■ **DATA RECORDS**
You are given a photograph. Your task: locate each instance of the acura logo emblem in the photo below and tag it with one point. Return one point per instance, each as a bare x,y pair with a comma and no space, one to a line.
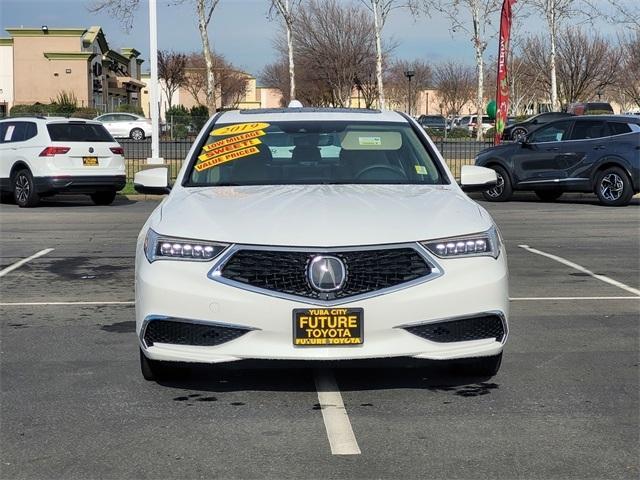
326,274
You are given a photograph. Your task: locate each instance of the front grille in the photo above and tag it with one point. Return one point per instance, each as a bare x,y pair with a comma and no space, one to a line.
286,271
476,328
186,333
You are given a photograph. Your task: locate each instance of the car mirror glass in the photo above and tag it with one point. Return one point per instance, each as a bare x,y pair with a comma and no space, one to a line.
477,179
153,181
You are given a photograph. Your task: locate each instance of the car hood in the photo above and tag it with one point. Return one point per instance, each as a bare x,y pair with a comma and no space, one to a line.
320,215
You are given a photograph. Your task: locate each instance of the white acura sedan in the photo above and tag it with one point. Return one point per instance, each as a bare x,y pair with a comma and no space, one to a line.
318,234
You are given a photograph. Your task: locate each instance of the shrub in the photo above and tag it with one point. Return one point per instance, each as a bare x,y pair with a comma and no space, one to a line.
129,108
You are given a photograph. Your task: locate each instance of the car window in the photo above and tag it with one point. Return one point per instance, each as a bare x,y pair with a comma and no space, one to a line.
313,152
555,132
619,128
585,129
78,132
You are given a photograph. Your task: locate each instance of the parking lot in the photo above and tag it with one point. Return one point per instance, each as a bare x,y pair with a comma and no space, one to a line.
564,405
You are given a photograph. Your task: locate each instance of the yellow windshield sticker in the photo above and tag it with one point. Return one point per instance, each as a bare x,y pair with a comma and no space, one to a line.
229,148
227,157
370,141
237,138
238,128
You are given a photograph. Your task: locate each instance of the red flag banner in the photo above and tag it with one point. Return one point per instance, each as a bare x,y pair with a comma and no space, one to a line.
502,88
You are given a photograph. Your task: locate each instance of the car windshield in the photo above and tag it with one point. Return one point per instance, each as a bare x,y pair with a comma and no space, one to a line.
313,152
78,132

■ **STATED PROBLEM**
Format everything from the line containing "of the white" down to the end of the records above as a Markdown table with two columns, Row and Line, numbering each row and leaving out any blank lines.

■ **FINISHED TASK**
| Row | Line |
|---|---|
| 1 | You are given a photograph. Your task: locate each instance of the white acura sedan in the photo above and tag it with one point. Return one point per instance, each as a bare x,y pair with a comma and no space, one to a line. |
| 2 | 318,234 |
| 3 | You are given a photograph. Your task: locate each instance of the shrub in the photo above and tag it with one point. Return one point per instance, each as a bare x,y pair with a comma and no space, one to a line. |
| 4 | 129,108 |
| 5 | You are given a photograph. Your task: locate each instance of the car window in the photo above and tag it with one point. Return one point per instance, each as a bare x,y pair with a comma and no space, one to a line. |
| 6 | 313,152 |
| 7 | 555,132 |
| 8 | 619,128 |
| 9 | 585,129 |
| 10 | 78,132 |
| 11 | You are given a photograph. Your task: locate each instance of the parking lot in the photo above and tag it with one point. Return one point per instance, each as a bare x,y pair with a comma and no space, one to a line. |
| 12 | 564,405 |
| 13 | You are given a photograph. Your task: locate each instance of the yellow windshield sticker in the photo above and tag it with one point. Return one point per instance, each as a bare x,y pair with a comma and no space, one to a line. |
| 14 | 229,148 |
| 15 | 227,157 |
| 16 | 370,141 |
| 17 | 237,138 |
| 18 | 238,128 |
| 19 | You are given a photograph. Your task: locate each instance of the red flag banner in the photo above and tag it with one point. Return one point per instance, each as a bare x,y pair with a comma and no space, one to a line. |
| 20 | 502,88 |
| 21 | You are given a photograph. Your task: locate each instance of the car windshield in the photo above and tag it with one point. Return one point per instance, each as a bare x,y pair with a comma and no space, one to a line. |
| 22 | 313,152 |
| 23 | 78,132 |